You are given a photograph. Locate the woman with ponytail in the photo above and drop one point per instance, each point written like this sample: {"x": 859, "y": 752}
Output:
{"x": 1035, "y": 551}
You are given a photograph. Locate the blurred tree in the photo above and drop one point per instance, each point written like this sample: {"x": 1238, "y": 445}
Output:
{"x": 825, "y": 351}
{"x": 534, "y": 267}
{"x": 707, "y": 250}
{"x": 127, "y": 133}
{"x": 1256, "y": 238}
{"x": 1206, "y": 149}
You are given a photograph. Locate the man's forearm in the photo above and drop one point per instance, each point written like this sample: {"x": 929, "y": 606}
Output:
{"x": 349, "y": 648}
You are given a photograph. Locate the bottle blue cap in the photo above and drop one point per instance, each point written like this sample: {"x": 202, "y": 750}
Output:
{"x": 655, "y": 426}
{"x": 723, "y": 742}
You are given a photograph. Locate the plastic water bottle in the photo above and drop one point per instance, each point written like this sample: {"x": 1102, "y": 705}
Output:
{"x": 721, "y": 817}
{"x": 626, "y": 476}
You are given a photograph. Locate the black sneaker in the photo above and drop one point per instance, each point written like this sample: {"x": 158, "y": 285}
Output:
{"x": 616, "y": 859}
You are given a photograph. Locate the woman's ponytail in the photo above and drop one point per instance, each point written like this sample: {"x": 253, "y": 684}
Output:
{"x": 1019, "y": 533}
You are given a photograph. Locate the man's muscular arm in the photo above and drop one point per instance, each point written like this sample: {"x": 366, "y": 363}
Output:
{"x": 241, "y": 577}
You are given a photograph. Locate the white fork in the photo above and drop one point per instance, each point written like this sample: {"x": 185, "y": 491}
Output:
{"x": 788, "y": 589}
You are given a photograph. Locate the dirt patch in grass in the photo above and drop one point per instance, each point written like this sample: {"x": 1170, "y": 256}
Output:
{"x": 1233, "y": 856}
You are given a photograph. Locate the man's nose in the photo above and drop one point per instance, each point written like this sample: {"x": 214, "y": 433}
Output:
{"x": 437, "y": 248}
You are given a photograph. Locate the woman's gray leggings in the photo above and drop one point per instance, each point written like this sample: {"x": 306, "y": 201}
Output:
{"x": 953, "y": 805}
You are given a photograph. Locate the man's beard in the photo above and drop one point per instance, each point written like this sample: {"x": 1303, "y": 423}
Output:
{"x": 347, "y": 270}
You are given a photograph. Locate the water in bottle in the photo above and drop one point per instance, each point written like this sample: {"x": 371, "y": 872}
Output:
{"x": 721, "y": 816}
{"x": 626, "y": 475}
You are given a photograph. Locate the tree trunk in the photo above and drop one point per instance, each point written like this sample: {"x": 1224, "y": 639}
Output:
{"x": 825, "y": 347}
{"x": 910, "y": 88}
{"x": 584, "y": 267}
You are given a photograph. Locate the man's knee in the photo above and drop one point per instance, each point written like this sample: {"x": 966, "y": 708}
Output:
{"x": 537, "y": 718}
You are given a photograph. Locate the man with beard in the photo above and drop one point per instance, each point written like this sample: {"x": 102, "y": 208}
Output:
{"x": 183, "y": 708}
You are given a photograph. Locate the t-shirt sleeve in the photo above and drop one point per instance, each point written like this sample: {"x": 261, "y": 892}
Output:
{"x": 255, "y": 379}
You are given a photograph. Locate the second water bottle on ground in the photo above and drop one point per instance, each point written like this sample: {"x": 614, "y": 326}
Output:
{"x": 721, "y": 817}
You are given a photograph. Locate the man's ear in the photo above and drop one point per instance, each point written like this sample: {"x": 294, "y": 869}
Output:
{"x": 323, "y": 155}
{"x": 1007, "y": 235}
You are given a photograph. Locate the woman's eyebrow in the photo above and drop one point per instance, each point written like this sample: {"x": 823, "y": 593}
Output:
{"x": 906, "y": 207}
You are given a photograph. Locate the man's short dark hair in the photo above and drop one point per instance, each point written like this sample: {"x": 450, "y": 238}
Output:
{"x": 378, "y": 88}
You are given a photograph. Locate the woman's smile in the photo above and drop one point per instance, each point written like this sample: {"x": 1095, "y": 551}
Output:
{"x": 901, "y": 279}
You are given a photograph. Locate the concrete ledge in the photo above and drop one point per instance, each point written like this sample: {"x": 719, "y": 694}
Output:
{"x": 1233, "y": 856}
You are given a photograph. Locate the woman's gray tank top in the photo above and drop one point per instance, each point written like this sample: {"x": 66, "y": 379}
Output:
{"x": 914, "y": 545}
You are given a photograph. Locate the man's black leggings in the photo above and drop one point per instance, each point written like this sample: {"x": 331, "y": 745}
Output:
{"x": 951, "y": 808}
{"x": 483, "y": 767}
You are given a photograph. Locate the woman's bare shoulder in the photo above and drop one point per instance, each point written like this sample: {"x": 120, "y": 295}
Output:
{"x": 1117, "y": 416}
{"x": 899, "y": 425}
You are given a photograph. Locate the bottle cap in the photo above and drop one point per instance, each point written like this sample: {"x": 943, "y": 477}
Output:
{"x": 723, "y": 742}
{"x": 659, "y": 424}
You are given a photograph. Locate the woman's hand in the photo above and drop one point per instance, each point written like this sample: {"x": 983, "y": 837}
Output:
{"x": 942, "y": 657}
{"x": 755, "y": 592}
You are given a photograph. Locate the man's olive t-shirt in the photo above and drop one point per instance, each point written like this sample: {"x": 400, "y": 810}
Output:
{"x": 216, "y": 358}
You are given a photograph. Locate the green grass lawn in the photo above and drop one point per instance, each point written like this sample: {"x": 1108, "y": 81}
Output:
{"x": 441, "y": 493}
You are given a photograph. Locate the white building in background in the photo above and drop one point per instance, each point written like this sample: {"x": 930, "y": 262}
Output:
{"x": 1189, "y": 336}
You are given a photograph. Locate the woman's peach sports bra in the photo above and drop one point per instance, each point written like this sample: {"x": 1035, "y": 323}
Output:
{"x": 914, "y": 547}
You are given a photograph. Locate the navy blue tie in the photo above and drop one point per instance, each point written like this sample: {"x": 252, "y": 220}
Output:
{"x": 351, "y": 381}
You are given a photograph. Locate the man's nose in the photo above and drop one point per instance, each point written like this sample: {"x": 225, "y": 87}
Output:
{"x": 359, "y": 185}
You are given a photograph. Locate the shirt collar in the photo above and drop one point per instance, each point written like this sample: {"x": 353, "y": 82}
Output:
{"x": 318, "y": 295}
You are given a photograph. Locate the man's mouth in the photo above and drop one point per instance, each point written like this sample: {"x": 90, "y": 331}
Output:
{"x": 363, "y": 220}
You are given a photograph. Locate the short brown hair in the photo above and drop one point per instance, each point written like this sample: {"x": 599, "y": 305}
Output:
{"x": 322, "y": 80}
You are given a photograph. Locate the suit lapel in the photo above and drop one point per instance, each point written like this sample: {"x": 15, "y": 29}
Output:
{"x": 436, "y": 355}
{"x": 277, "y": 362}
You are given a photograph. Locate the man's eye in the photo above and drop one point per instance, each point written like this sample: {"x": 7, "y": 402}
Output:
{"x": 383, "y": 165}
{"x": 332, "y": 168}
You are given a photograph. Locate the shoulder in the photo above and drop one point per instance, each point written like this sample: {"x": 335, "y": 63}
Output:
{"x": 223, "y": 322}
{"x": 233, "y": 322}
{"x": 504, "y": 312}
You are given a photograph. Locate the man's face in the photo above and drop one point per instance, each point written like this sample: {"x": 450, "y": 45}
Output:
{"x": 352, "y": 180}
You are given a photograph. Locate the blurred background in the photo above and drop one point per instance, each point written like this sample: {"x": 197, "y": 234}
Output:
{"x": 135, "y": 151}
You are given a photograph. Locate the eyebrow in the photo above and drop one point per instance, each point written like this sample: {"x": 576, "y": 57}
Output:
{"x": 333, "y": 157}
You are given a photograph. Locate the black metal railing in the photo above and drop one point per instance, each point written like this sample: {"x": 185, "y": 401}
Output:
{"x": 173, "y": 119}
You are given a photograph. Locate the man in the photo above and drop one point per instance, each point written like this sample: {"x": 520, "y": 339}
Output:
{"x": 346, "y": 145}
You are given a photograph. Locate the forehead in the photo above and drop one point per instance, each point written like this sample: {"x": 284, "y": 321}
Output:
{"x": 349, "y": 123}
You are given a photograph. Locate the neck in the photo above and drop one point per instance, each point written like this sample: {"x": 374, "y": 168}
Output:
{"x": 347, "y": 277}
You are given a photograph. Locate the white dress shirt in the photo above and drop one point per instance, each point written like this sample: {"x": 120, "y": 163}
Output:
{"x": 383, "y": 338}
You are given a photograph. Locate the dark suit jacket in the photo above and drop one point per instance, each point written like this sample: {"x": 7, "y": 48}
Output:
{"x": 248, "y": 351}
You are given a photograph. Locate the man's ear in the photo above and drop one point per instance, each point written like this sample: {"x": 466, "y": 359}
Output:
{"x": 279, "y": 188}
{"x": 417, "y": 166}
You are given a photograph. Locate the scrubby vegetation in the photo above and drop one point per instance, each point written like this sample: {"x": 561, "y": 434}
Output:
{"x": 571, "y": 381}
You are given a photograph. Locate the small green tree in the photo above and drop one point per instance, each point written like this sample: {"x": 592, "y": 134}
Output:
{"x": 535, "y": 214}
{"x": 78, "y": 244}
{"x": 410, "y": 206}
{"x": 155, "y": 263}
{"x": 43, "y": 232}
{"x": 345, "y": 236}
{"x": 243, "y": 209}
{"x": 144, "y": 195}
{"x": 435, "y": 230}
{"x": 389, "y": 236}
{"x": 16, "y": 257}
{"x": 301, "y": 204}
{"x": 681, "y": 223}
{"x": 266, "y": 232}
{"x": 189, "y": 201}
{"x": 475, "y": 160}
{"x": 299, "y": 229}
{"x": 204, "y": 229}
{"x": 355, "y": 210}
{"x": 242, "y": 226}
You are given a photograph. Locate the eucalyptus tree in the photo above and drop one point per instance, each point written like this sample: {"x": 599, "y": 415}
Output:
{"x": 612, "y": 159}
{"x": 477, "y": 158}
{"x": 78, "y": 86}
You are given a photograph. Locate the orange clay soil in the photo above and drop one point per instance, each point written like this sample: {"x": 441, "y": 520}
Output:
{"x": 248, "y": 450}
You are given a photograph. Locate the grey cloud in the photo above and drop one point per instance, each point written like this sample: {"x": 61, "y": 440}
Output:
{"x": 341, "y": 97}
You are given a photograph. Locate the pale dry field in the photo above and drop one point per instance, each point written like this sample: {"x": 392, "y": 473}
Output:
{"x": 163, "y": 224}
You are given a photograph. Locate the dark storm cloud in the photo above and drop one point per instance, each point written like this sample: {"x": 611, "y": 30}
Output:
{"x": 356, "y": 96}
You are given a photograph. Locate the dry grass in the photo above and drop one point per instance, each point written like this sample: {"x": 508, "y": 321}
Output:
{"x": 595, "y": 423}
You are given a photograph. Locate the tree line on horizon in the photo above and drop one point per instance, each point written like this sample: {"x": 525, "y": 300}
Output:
═══
■ **Required work**
Copy out again, word for word, the lines of the entries above from the one containing "You are given a photograph. Locate the tree line" through the last line of the entries, both ends included.

■ **Solved problem**
You are given a photograph. Locate the tree line on horizon in the photo above and drop one point per instance, each point written like this sample: {"x": 525, "y": 300}
Output:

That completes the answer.